* [Provided text]:
******************************

It’s Week 7 and, as it stands, it’s a good thing these picks and game analyses are for entertainment purposes only, because I’d be looking at the architectural concepts of cardboard boxes right about now.
Luckily, this is a new week, with new games and, most importantly, new jokes about the NFL, players, and anything else I connect to this great sport of football.
Thursday, October 18th, 2012
Seattle Seahawks @ San Francisco 49ers
I’ll admit it. I haven’t given the Seattle Seahawks the respect they deserve this season. With so much hype surrounding quarterbacks this year, it’s hard to see teams as a whole, particularly defenses that don’t include the Ravens, Steelers, or Jets. Now, I tip my visor to you, Seahawks, particularly you, Richard Sherman. It’s about time a real player started creating hilarious memes on Twitter like “U MAD TOM?” and “Sad Tom Brady” instead of leaving it to those parody player accounts.
LINE: 49ers by 7
Sunday, October 21st, 2012
Tennessee Titans @ Buffalo Bills
As much as I joke about Chris Johnson, we both have a lot in common. Both of us expected great things this season, Chris with his rushing yards and I with my game picks. Both of us have utterly failed except for a few briefly decent but not great outings. Chris, you and me, pal. Let’s get those numbers up. You have the Bills. I have an erratic NFL season that’s bound to balance itself soon.
LINE: Bills by 3
Cleveland Browns @ Indianapolis Colts
The media frenzy surrounding Indianapolis’ golden child, Andrew Luck, seemed like a news feed that couldn’t be stopped by any other events in sports. This week, Luck will be taking a backseat to the one and only Cleveland Browns. No, that is not a misprint, because back pages are still buzzing about the fact that someone actually paid money to own the Cleveland Browns this past weekend. And no, they aren’t tearing down the stadium to pave out a parking lot.
LINE: Colts by 3
Green Bay Packers @ St. Louis Rams
You’d be hard pressed to find someone who predicted one of these teams would be 3-3. The Packers looked too good last year for that record. The Rams looked too…not so good for that record. Well, last year ABBA had a reunion tour, so the only thing you can ever expect from year to year is the unexpected. This game, however, does not fall into that category.
LINE: Packers by 6
Arizona Cardinals @ Minnesota Vikings
I don’t want to pick Vikings games anymore. When I expect them to lose, they win. When I expect them to win, they lose. The only reasoning I can find behind this is the entire Minnesota Vikings team crowds around a computer to read my pre-game commentary and say, “We’re gonna prove you wrong, bro!” So what do I expect from this Cardinals and Vikings game? I don’t know. Maybe the half-time show will feature the grounds crew taking a nap, which means the Vikings will prove me wrong again and have Radiohead, REM, Tom Petty, and Jay-Z all playing together.
LINE: Vikings by 6
Washington Redskins @ New York Giants
Remember that algorithm I used at the beginning of the season to show how the Giants lost their first game in both 2007 and 2011, then went on to win the Super Bowl? Well, both of those seasons had them at 4-2 going into Week 7. guess where the Giants are at now? That’s right, 4-2. What happened in Week 7 in 2007 and 2011? The Giants won. Therefore, I will use the only information that seems to be useful when picking games: random, useless coincidences.

******************************

* [Data provided]:
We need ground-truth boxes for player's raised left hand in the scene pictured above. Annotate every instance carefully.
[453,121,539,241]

******************************

* [Exercise requirements]:
1. Reproduce everything in the Week 7 NFL picks column from "Luckily, this is" down to "parody player accounts.".
2. Write the next part of the Week 7 NFL picks column, picking up right after its final sentence.

* [Answers to the exercises]:
1.
Luckily, this is a new week, with new games and, most importantly, new jokes about the NFL, players, and anything else I connect to this great sport of football.
Thursday, October 18th, 2012
Seattle Seahawks @ San Francisco 49ers
I’ll admit it. I haven’t given the Seattle Seahawks the respect they deserve this season. With so much hype surrounding quarterbacks this year, it’s hard to see teams as a whole, particularly defenses that don’t include the Ravens, Steelers, or Jets. Now, I tip my visor to you, Seahawks, particularly you, Richard Sherman. It’s about time a real player started creating hilarious memes on Twitter like “U MAD TOM?” and “Sad Tom Brady” instead of leaving it to those parody player accounts.

2.
LINE: Giants by 6
New Orleans Saints @ Tampa Bay Buccaneers
One more game. That seems to be the war-cry for Saints fans this week, as interim-to-the-interim head coach Aaron Kromer has one last shot to show that he doesn’t totally run star teams into the ground. Luckily, Jonathan Vilma will be able to return to practice, because if there’s one thing this team needs, it’s a reason for Tampa fans to hold up ridiculous signs of Boba Fett with Jonathan Vilma.
LINE: Saints by 3
Dallas Cowboys @ Carolina Panthers
The Cowboys have stalled early this season, but the blame can’t all be placed on Tony Romo. The Cowboys have gone up against some of the scariest defenses in the league in the Bears, Seahawks, and Ravens. Luckily, he gets to go to Carolina, where the Panthers’ best defense is having Cam Newton scramble to run the clock down.
LINE: Cowboys by 1
Baltimore Ravens @ Houston Texans
It was a sad weekend for the Ravens, as seemingly ageless Ray Lewis was knocked out of the season due to injury. While many speculate whether or not he will retire and go watch his son play for Miami while being a network sports analyst, two things are certain: 1) Playing the Texans just got a bit tougher. 2) The Ray Lewis commercials will only get better.
LINE: Texans by 7
Jacksonville Jaguars @ Oakland Raiders
A battle of 1-4 teams usually means one thing, particularly when the Jacksonville Jaguars are involved: blackout. Luckily, this game is in Oakland, where fans will pack out the stadium to beat up their own team if necessary. This is the only saving grace for this game because ,if it were being held in Jacksonville, you would probably be watching cricket and the world championship of bull-riding instead.
LINE: Raiders by 4
New York Jets @ New England Patriots
Bill Belichick isn’t one to praise other teams unless it is in a vaguely sarcastic tone, so his quote about Tim Tebow being “valuable” can be taken in a few directions. He could be referring to the idea that the Jets have nothing left but smoke and mirrors to finish the season, much like Belichick’s first Super Bowl-winning season. On the other hand, he may be trying to woo Tebow to the Patriots, since 7 tight ends and a faux wide receiver in Welker just isn’t enough to make throws in the middle of the field as easy as a game of catch with the family.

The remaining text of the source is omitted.